**WHAT TO DO:**
1. In the passage on getting triggered by our kids, what are we especially wired to be triggered by?
2. Reproduce word for word the part of the passage on getting triggered by our kids starting with "We’ve all been" and going on through "all day long.".
3. List the four responses that the passage on getting triggered by our kids says crying can send us into.

**PASSAGE SHOWN:**
What do We do When We Get Triggered by Our Kids?
We’ve all been there. It’s the end of the day, you have been running around fighting fires since dawn, you are exhausted (and no one got that memo…), and your kid picks that moment to suddenly realize how hungry and tired they are. They start screaming for a snack while you are frantically trying to make dinner, meet their needs, and respond to a text you’ve ignored all day. Instead of meeting your dysregulated child with your normal calm, you yell your answer, “JUST A MINUTE!!!” and feel a temporary release valve on the stress but then the follow-up guilt for yelling at your precious kid. It can feel impossible to maintain your calm all day long, and the truth is, nobody CAN keep that calm all day long.
So what can you do if you are getting triggered by the stress in your life and responding in ways that are less than ideal? The first thing I find helpful is to understand the “why” behind our triggers. Here are three key reasons you might be triggered while parenting:
We are biologically wired to be triggered by certain things, especially crying. When are kids cry, it sends off alarm bells in our brains signally that there is danger and we need to respond. This can send us into fight, flight, freeze, or fawn (surface-level fix-it mode to appease the problem).

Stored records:
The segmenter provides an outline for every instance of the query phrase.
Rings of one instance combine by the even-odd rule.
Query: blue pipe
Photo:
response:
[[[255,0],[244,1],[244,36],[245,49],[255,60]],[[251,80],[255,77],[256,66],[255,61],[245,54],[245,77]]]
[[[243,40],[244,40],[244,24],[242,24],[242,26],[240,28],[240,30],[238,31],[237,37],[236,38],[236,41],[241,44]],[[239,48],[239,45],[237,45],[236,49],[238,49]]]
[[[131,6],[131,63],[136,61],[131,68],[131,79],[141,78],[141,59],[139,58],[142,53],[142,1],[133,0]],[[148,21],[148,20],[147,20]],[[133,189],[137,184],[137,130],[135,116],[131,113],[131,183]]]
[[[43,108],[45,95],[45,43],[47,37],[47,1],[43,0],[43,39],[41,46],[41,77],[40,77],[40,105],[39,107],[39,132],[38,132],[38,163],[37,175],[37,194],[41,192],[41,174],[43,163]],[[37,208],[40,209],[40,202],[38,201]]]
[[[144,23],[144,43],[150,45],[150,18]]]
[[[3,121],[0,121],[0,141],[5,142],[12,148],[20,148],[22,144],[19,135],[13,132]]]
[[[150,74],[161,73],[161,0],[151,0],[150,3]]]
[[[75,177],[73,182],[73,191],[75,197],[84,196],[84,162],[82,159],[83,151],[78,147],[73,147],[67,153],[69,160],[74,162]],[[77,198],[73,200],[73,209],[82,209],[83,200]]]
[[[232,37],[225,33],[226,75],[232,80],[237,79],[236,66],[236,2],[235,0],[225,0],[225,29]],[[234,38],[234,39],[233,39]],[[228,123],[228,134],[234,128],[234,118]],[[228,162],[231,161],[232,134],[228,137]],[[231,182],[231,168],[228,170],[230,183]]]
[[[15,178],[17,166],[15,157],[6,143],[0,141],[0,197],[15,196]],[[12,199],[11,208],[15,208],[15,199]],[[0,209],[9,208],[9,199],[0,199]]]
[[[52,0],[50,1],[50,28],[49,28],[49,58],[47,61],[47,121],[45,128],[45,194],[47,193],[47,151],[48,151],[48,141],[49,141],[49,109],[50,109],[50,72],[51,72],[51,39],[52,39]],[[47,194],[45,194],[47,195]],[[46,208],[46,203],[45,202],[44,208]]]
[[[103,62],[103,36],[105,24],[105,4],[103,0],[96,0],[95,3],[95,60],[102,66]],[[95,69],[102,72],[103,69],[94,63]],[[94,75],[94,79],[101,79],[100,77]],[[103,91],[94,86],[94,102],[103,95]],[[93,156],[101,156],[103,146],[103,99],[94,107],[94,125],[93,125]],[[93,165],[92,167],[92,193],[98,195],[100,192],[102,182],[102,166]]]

**ANSWERS TO THE PROBLEMS:**
1. Crying.

2.
We’ve all been there. It’s the end of the day, you have been running around fighting fires since dawn, you are exhausted (and no one got that memo…), and your kid picks that moment to suddenly realize how hungry and tired they are. They start screaming for a snack while you are frantically trying to make dinner, meet their needs, and respond to a text you’ve ignored all day. Instead of meeting your dysregulated child with your normal calm, you yell your answer, “JUST A MINUTE!!!” and feel a temporary release valve on the stress but then the follow-up guilt for yelling at your precious kid. It can feel impossible to maintain your calm all day long, and the truth is, nobody CAN keep that calm all day long.

3. Fight, flight, freeze, fawn